Leave out the images and repeat the listing below without a single change.

◆ ◆ ◆ ◆ ◆ ◆ ◆

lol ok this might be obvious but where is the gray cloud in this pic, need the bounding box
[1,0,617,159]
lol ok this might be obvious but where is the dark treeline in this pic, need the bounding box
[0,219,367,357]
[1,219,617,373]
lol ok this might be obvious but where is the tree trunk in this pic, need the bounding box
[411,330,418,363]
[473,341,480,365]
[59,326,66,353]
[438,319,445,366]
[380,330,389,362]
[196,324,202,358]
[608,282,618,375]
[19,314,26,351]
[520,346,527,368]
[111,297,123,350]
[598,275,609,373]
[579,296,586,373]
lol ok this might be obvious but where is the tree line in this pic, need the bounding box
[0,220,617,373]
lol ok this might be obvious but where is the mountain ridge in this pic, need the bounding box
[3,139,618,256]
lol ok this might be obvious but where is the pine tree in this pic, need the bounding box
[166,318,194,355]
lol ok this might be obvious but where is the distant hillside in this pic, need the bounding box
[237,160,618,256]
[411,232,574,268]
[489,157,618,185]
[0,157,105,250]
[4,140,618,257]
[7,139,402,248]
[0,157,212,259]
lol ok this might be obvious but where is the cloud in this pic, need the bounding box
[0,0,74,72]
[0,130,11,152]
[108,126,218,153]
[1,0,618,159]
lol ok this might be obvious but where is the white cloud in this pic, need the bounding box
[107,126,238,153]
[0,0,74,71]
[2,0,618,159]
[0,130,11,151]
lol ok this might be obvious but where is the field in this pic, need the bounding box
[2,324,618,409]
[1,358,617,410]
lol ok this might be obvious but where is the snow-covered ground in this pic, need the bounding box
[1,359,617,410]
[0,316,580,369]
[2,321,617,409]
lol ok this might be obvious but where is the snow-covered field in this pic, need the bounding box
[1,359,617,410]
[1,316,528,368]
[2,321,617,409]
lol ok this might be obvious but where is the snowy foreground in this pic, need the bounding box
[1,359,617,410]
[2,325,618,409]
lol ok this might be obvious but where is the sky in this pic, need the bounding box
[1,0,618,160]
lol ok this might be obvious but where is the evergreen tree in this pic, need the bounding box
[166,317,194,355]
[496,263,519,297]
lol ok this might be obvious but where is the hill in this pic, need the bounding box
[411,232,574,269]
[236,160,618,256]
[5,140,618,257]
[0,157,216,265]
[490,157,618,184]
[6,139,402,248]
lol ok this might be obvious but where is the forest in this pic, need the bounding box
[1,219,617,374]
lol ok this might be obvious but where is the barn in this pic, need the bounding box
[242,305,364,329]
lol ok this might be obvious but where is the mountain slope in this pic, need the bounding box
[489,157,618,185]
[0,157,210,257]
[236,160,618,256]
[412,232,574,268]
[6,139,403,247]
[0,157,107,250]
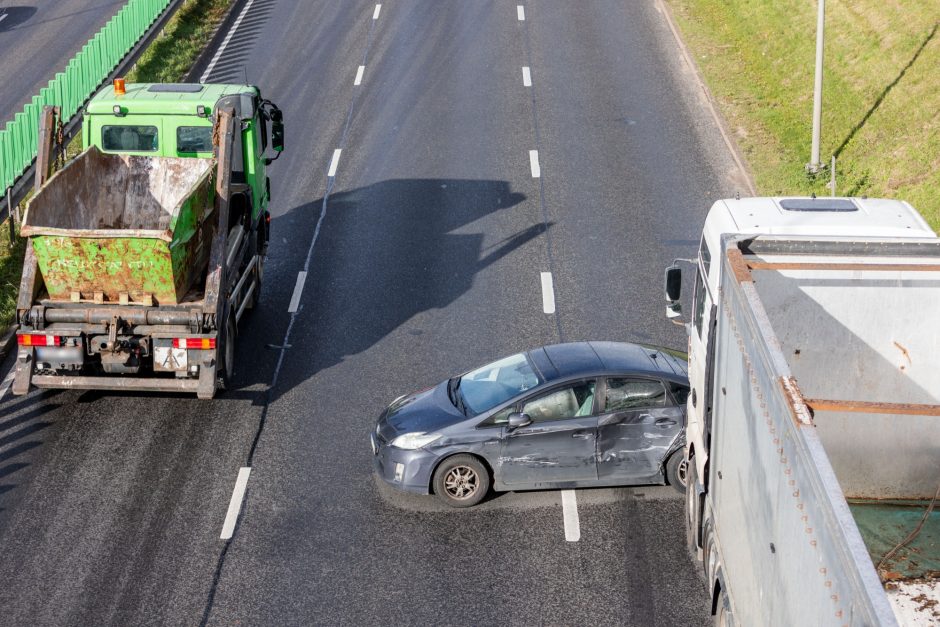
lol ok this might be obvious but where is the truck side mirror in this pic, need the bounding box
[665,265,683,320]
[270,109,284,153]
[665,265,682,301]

◆ ◆ ◆ ◆ ◆ ◆ ◆

--- SOLUTION ---
lol ok this might be obvious but where is the gray cloud in this pic, need the bounding box
[1,0,617,159]
lol ok this might be obvious but where is the dark treeline in this pic, need the bounding box
[0,219,367,357]
[1,219,617,373]
lol ok this might be obvious but where is the tree trunk in this pic, need the bounding box
[411,330,418,363]
[473,341,480,365]
[59,326,66,353]
[438,319,445,366]
[380,330,389,362]
[196,324,202,358]
[608,282,618,375]
[19,314,26,351]
[520,346,527,368]
[111,297,123,350]
[598,275,609,373]
[579,296,586,373]
lol ok this might be obvious but where is the tree line in this pic, need the bounding box
[0,220,617,373]
lol ok this might be obvious but where is the mountain ridge in this pic, need the bounding box
[3,139,618,256]
lol ok this might be obvious but where is the pine tree in this pic, need the bounding box
[166,318,194,355]
lol ok this might be obvious but where is the distant hillside in this pic, need the bounding box
[237,160,618,256]
[411,232,574,268]
[489,157,618,185]
[0,157,105,250]
[4,140,618,257]
[7,139,402,248]
[0,157,212,259]
lol ok this might be obvious but where is the cloud in this pic, need the bounding box
[0,0,74,72]
[0,130,11,152]
[108,126,218,153]
[1,0,618,159]
lol ok this might be obvious but where is the white cloud in this pic, need the bounding box
[107,126,238,153]
[0,0,74,71]
[2,0,618,159]
[0,130,11,151]
lol ok this might be obvious but where is the field in this pic, need the bounding box
[2,324,618,409]
[1,358,617,410]
lol ok this might be obvious but where is the snow-covered ground in this pic, need the bounding box
[1,359,617,410]
[0,316,580,369]
[2,321,617,409]
lol ok this might be obvious but where is the snow-covered field in this pic, need the bounding box
[1,359,617,410]
[1,316,528,368]
[2,321,617,409]
lol ok this might be obvious but where is the snowy foreground in this pic, need the bounding box
[1,359,617,410]
[2,325,618,409]
lol ok this might be obvious but where is the sky in this pic, need the bounding box
[1,0,618,160]
lol ok this might be obvious but where is the evergreen tree in this pic, need the bounding box
[166,317,194,355]
[496,263,519,297]
lol ok this might be obvious but where is the hill in this pic, need the bounding box
[411,232,574,269]
[236,160,618,256]
[5,140,618,257]
[0,157,216,265]
[490,157,618,184]
[6,139,402,248]
lol ok this might be obvious but where is the forest in this pic, need the bounding box
[1,219,617,374]
lol ok this might be obvious but where is the barn in this pic, need the bounding box
[242,305,364,329]
lol ok this might be obvious but where is the mountain slope in this pic, need the bounding box
[489,157,618,185]
[0,157,210,257]
[236,160,618,256]
[412,232,574,268]
[6,139,403,247]
[0,157,107,250]
lol ok this might be obvious but where is the truck side mirror in this pic, need the bounding box
[665,265,683,320]
[270,109,284,153]
[665,265,682,301]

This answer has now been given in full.